### [Instruction]
Your task is to reproduce exactly the lines from the line with "Would you please tag the purple" through the end of the records below.

══ Data supplied

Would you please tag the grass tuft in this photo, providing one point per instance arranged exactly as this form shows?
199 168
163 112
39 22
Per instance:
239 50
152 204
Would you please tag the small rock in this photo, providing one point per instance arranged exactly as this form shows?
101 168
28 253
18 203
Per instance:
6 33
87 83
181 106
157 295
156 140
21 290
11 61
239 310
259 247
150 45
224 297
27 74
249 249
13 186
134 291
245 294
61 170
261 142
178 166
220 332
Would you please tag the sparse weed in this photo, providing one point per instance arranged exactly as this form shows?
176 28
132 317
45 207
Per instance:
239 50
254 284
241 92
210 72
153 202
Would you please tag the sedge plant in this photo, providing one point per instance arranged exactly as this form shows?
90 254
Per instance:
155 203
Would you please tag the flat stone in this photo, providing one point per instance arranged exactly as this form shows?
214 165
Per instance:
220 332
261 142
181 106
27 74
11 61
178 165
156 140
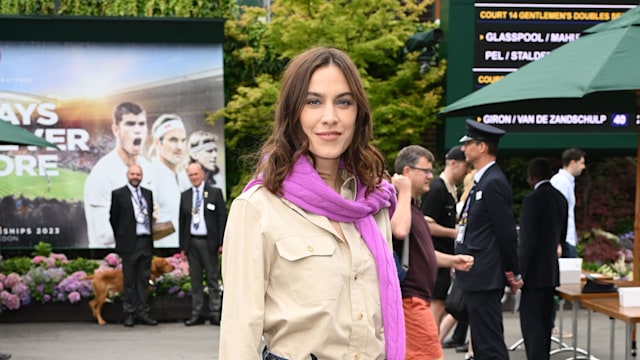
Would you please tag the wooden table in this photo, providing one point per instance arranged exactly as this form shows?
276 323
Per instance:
611 307
573 293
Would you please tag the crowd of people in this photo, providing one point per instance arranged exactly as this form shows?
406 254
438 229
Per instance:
308 264
164 165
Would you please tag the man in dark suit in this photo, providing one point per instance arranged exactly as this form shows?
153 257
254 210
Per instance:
543 226
487 232
203 216
130 218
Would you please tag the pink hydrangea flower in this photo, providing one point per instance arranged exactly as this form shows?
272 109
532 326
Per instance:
11 280
112 259
61 257
38 259
9 300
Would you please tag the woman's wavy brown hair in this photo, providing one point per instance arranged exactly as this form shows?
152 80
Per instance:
288 141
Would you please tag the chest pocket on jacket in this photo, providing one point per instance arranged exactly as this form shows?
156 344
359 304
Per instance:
310 267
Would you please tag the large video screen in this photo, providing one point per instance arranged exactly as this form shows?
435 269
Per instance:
74 94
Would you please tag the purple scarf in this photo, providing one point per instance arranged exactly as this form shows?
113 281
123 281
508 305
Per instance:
306 189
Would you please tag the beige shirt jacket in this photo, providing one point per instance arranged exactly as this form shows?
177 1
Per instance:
290 277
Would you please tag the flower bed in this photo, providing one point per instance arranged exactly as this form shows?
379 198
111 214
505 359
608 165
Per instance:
49 287
608 254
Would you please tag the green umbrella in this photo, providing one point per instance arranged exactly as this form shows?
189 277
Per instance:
600 71
15 135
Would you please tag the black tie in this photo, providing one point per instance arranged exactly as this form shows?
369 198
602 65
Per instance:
196 208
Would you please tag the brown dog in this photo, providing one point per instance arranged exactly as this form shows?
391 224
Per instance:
110 281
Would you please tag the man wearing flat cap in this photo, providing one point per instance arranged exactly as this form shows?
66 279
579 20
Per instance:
488 232
439 208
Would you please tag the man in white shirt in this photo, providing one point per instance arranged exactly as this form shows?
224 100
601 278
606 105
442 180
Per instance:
573 164
168 156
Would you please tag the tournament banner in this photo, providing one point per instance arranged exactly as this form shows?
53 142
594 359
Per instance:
105 105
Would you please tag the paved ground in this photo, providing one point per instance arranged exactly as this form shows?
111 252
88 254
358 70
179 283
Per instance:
169 341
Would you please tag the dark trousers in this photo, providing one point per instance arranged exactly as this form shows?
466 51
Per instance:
485 319
460 332
136 270
202 258
536 306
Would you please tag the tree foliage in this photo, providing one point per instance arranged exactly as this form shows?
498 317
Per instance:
404 101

════

### [Result]
Would you please tag the purple scarf in this photo, providing one point per instance arranged exactly as this form shows?
113 281
123 281
508 305
Per instance:
306 189
Would you please tag the beige shirt jacket in this photo, providing one point per instance arranged exactly as this form shows?
177 1
Per instance:
290 277
Would you please tag the flower bed in this photo, providing one point per instance arranged exactly as this form shows?
379 198
111 214
505 359
608 165
Per instance:
49 287
608 254
Would you please tag the green umbrella in this photo, providing one point per instance arranged exactly as this form shows?
189 277
Per instance:
600 71
15 135
Would you please tag the black tie in this photo, providing one point per instance arranged exactly as this form shows?
369 198
602 65
Per instance:
196 208
Would you please tag the brown dog in this photo, providing one point per instance arranged exactly as this form shows?
391 224
Per instance:
110 281
Would you please tag the man wearing flat cap in this photo, providing one point per instance arranged exactly as this form shows?
66 279
579 20
Per instance:
488 232
439 208
Would you please tag the man in white shirt in this photo, providing one point per instance arranged exactly as this form shows?
224 100
601 278
606 105
442 180
Per instance:
573 164
168 156
Would you please tag the tournament banner in this photo, providing one point per instance arranged exactly as this form shows?
53 142
594 359
Per instance:
105 105
Would you please tag the paved ground in this photo, providing one point per instance arranged exactly as this form shows?
111 252
88 254
358 70
179 283
Per instance:
169 341
Would you please tag the dark trousers in this photo, providing one point per instance arranged exactly as this form shows?
466 51
Per instance:
485 319
460 332
136 270
202 258
536 306
Would you please tag the tree foliage in this photo, providing one point per instance arranged exactly as this form shows?
498 317
Per instance:
404 101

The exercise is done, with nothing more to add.